• About this exercise
Look through the data that follows and copy each line with the string "register".

(Natural-language object grounding data)
>>>
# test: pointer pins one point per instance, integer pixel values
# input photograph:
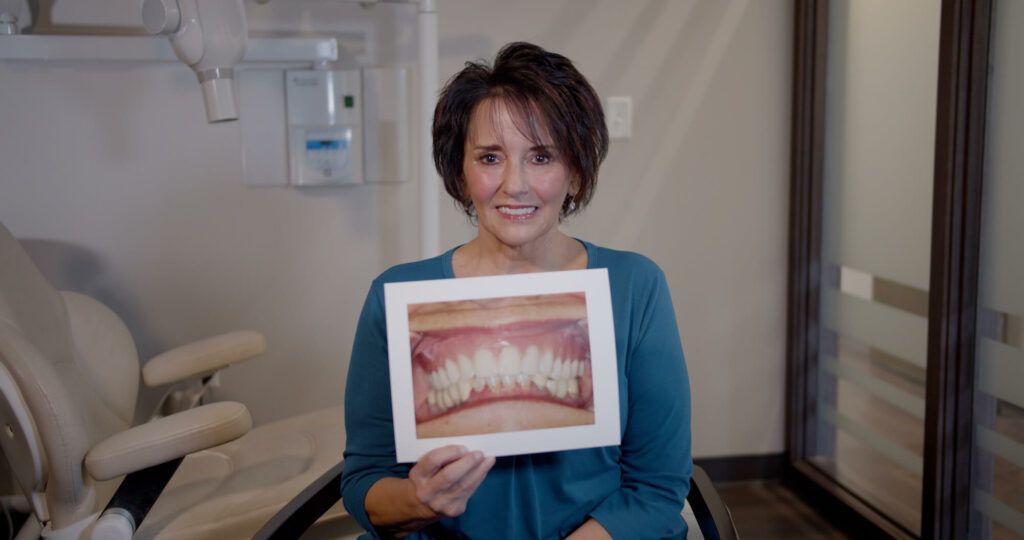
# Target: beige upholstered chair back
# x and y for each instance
(76, 368)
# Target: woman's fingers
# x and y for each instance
(472, 480)
(453, 481)
(432, 461)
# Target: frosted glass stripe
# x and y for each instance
(896, 332)
(901, 456)
(998, 511)
(890, 393)
(1000, 445)
(1000, 371)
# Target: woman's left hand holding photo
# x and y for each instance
(438, 486)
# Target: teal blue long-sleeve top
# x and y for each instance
(635, 490)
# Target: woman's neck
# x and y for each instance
(487, 256)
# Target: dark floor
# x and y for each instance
(766, 511)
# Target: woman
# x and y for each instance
(518, 147)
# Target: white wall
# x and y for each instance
(124, 192)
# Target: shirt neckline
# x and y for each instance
(449, 272)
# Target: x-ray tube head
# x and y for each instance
(210, 37)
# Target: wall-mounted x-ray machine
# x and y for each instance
(352, 126)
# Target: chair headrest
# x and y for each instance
(30, 303)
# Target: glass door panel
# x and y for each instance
(997, 494)
(877, 219)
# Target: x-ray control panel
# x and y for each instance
(325, 127)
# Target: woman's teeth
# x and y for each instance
(456, 379)
(523, 210)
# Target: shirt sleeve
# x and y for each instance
(370, 451)
(655, 457)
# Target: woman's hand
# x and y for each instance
(438, 486)
(446, 476)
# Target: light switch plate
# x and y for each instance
(619, 114)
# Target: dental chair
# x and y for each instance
(69, 381)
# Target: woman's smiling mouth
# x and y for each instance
(517, 212)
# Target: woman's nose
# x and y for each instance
(514, 180)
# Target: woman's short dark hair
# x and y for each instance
(542, 88)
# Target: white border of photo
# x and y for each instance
(593, 283)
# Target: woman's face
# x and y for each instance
(517, 185)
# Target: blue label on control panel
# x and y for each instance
(327, 144)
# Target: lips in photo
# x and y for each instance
(501, 365)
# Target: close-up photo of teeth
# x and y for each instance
(501, 365)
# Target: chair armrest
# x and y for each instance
(168, 438)
(302, 511)
(712, 514)
(203, 358)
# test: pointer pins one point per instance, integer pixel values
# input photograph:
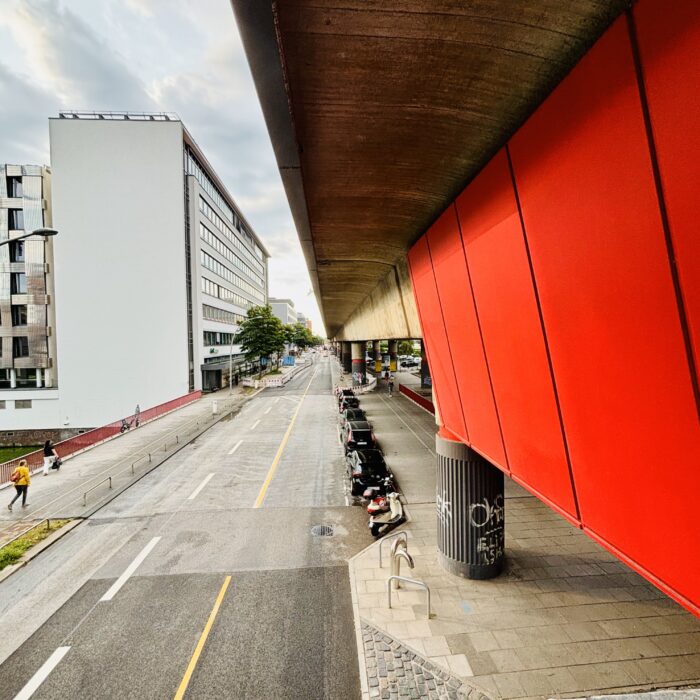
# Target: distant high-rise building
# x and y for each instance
(283, 309)
(304, 320)
(27, 314)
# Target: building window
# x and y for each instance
(14, 186)
(17, 251)
(26, 377)
(18, 283)
(20, 346)
(19, 314)
(16, 219)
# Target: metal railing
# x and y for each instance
(396, 536)
(90, 438)
(415, 582)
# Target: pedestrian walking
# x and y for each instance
(20, 477)
(50, 456)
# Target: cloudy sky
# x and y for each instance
(150, 55)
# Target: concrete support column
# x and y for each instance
(426, 380)
(471, 512)
(377, 357)
(359, 373)
(347, 357)
(393, 352)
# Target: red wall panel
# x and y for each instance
(435, 339)
(464, 336)
(669, 45)
(505, 299)
(583, 173)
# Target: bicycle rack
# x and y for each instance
(398, 536)
(398, 555)
(405, 579)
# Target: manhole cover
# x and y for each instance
(322, 531)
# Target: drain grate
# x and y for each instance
(322, 531)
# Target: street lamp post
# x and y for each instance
(46, 232)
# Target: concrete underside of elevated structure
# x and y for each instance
(380, 113)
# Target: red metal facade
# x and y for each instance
(559, 298)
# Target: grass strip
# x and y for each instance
(10, 553)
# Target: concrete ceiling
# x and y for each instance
(381, 112)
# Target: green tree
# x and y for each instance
(298, 334)
(261, 335)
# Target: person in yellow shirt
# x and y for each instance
(21, 479)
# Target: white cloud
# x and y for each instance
(143, 55)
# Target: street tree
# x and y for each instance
(261, 335)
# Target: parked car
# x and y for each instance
(358, 435)
(366, 468)
(351, 414)
(348, 402)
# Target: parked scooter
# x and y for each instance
(126, 424)
(382, 523)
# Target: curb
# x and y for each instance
(77, 520)
(37, 549)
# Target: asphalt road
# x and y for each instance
(231, 595)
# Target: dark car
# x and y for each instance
(351, 414)
(348, 402)
(358, 435)
(367, 468)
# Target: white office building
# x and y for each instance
(155, 266)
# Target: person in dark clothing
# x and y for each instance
(50, 456)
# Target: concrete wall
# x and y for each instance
(120, 269)
(388, 312)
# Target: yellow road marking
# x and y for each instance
(273, 468)
(202, 641)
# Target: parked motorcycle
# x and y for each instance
(382, 523)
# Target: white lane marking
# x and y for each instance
(194, 493)
(235, 447)
(40, 676)
(130, 570)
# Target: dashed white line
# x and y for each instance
(42, 674)
(194, 493)
(114, 589)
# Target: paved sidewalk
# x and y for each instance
(61, 493)
(566, 618)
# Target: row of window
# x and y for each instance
(23, 378)
(14, 186)
(223, 227)
(220, 269)
(19, 403)
(193, 168)
(15, 219)
(212, 338)
(216, 290)
(18, 313)
(219, 246)
(212, 313)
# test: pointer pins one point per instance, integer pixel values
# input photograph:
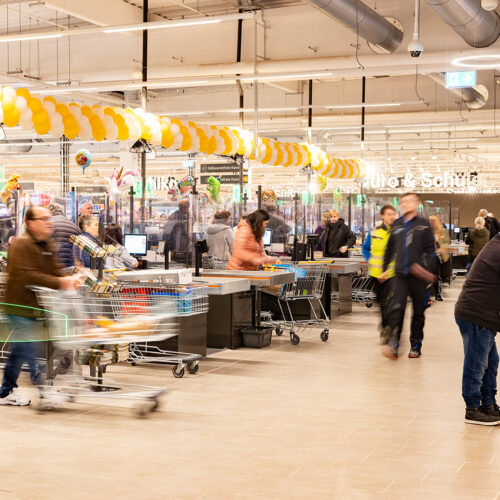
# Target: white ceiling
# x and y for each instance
(432, 130)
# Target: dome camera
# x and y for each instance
(415, 48)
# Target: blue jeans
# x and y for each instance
(20, 353)
(479, 379)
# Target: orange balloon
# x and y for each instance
(11, 117)
(35, 105)
(167, 139)
(24, 93)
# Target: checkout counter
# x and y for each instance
(240, 306)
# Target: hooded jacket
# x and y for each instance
(476, 240)
(478, 302)
(30, 263)
(335, 237)
(248, 253)
(63, 229)
(410, 242)
(220, 240)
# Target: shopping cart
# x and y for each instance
(97, 329)
(308, 287)
(188, 301)
(363, 290)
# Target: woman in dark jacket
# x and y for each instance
(338, 237)
(63, 230)
(476, 240)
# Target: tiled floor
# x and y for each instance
(334, 420)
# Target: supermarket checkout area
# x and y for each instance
(234, 299)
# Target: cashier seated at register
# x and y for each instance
(89, 224)
(337, 237)
(248, 251)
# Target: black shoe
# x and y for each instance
(385, 335)
(415, 352)
(493, 410)
(478, 417)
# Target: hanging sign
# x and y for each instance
(460, 79)
(215, 168)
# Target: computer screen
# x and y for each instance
(136, 244)
(268, 234)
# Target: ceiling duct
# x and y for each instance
(474, 97)
(360, 19)
(478, 27)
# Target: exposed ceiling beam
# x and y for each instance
(110, 12)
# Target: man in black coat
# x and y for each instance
(411, 246)
(63, 230)
(337, 237)
(477, 314)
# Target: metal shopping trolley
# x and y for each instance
(363, 290)
(188, 300)
(98, 328)
(308, 287)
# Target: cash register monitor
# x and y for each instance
(268, 235)
(136, 244)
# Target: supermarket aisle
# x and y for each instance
(315, 420)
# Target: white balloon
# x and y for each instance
(26, 124)
(9, 92)
(85, 133)
(21, 103)
(112, 133)
(156, 138)
(75, 111)
(26, 115)
(49, 107)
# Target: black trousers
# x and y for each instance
(402, 288)
(383, 292)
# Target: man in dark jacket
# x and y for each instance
(32, 261)
(411, 244)
(477, 314)
(63, 230)
(338, 237)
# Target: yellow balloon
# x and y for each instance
(11, 117)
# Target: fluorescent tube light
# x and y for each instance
(159, 25)
(41, 36)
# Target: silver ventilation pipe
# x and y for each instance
(478, 27)
(474, 97)
(358, 17)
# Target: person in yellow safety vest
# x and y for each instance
(373, 250)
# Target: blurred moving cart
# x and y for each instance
(191, 300)
(98, 328)
(308, 287)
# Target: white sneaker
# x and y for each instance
(15, 399)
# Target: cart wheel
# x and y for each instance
(193, 367)
(144, 409)
(324, 335)
(178, 372)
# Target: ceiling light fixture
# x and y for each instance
(159, 25)
(491, 61)
(286, 76)
(33, 37)
(153, 25)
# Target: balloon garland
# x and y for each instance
(49, 116)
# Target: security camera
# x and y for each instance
(415, 48)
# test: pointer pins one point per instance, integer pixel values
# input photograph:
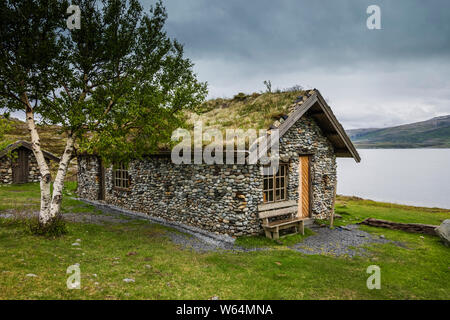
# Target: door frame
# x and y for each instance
(101, 182)
(310, 193)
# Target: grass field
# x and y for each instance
(109, 253)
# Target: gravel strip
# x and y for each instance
(340, 241)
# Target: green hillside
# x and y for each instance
(433, 133)
(52, 140)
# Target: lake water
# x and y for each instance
(418, 177)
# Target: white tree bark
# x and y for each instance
(44, 214)
(59, 180)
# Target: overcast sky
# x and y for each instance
<<<
• Answer to this exercise
# Target: cashier seated at register
# Target: cash register monitor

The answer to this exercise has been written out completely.